### WORK TO BE COMPLETED
With the records below as your source, retype each line exactly from the top down to the line that contains "Note: in this drill we tag each instance of the flower", and include that line.

### STUDY MATERIAL
▼

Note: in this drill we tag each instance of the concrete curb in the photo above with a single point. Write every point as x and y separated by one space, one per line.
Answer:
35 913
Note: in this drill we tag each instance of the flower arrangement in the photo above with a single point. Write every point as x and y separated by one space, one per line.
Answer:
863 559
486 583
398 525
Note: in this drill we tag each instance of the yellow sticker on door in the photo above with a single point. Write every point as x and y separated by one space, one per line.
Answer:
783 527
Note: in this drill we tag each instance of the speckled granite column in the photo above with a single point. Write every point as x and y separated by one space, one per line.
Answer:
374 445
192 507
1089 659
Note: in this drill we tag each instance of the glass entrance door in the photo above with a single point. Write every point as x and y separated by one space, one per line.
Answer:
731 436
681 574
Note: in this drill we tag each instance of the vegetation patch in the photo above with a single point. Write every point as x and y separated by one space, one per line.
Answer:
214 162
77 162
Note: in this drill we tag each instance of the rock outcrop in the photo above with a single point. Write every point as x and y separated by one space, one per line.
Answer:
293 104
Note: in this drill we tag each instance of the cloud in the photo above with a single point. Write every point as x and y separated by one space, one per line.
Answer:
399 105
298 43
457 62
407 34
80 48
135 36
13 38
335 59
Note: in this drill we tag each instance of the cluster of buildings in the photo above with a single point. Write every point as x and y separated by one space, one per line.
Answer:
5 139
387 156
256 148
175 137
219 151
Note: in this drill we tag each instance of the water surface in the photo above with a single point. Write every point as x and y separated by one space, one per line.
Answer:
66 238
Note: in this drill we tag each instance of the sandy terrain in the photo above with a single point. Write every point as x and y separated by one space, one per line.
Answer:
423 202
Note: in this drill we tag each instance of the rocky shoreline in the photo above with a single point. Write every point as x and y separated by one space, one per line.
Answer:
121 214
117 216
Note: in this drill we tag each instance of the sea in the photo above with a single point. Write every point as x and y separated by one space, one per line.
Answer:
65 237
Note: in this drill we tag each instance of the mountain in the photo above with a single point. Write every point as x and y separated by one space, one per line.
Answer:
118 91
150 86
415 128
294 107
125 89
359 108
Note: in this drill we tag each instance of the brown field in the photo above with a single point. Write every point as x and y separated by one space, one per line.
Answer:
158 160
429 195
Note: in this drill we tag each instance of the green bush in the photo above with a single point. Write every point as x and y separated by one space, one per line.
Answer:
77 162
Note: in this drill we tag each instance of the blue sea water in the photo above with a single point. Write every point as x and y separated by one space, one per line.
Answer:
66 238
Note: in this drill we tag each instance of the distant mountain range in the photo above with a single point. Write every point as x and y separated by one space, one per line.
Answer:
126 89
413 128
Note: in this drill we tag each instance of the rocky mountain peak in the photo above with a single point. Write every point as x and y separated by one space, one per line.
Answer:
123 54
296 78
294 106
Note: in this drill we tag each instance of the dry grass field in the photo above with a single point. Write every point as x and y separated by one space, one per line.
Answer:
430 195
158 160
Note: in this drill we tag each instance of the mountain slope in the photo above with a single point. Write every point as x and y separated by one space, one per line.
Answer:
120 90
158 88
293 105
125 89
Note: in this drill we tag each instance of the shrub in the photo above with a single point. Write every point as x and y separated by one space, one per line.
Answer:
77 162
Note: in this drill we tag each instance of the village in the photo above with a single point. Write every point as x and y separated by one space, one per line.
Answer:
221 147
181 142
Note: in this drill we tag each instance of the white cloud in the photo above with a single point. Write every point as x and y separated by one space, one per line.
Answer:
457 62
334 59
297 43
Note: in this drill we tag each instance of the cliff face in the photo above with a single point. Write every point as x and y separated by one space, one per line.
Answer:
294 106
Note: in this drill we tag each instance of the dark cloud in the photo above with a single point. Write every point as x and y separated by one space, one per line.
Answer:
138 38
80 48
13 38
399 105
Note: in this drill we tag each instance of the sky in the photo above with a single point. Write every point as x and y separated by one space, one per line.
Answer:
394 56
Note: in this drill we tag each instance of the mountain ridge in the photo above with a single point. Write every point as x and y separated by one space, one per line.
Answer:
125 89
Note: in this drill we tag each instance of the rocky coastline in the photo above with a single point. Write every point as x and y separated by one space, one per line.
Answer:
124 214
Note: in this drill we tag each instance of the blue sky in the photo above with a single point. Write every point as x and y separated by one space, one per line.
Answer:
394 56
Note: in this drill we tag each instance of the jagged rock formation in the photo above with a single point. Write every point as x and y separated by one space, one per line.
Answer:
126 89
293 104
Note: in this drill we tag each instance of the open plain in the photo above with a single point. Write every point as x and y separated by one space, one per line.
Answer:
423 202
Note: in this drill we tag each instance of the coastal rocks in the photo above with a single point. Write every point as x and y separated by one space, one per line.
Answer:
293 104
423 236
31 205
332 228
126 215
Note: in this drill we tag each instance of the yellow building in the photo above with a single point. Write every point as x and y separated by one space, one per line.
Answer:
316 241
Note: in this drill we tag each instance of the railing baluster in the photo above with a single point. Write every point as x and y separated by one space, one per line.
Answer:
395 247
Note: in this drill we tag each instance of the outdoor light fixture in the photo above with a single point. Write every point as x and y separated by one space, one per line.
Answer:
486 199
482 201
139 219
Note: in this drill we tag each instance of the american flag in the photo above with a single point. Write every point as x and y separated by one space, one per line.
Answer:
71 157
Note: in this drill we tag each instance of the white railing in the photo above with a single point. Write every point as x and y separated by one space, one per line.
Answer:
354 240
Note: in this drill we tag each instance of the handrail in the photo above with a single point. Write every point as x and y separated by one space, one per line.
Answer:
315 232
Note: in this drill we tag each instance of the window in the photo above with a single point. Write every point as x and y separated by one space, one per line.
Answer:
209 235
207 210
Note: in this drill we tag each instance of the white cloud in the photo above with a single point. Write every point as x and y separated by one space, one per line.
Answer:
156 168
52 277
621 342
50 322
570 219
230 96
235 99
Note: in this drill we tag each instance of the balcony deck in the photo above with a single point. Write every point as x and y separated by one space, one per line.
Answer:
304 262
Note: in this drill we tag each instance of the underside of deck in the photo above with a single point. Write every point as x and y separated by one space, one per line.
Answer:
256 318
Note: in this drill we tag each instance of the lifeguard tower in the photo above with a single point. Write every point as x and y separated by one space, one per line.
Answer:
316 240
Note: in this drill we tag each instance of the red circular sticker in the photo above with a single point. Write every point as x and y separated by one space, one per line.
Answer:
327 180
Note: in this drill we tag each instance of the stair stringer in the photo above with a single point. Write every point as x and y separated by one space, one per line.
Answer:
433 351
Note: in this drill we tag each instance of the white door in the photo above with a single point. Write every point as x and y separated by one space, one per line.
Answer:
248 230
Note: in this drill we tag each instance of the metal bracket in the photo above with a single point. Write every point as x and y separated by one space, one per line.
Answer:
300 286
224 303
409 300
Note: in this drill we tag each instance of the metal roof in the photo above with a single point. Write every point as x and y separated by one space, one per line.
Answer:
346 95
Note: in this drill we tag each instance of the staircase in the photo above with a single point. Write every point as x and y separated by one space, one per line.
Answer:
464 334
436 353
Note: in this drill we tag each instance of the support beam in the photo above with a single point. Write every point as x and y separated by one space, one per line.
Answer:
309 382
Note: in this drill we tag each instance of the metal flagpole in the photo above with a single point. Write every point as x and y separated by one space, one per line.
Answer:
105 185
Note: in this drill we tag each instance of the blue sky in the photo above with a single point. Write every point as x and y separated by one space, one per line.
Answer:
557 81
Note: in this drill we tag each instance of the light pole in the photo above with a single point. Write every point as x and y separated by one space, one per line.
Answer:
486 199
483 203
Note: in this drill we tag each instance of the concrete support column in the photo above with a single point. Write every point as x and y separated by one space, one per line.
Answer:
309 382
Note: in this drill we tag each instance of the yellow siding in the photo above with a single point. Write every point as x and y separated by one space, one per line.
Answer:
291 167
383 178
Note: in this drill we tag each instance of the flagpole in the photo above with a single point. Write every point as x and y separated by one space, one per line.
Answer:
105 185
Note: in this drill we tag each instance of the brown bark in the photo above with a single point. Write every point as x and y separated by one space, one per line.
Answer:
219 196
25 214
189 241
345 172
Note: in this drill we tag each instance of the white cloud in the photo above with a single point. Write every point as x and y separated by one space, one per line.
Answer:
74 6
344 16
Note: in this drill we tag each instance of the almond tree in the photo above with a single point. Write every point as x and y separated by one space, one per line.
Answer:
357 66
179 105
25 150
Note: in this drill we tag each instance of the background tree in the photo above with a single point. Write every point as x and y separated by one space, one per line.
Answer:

▲

### WRITTEN RESPONSE
Note: in this drill we tag each instance of the concrete curb in the photo above with a single point. Write every point as x and y separated by one space, one per line.
Answer:
35 913
Note: in this drill we tag each instance of the flower arrangement in the photo above with a single point. Write every point as x and y separated by one space, one per line.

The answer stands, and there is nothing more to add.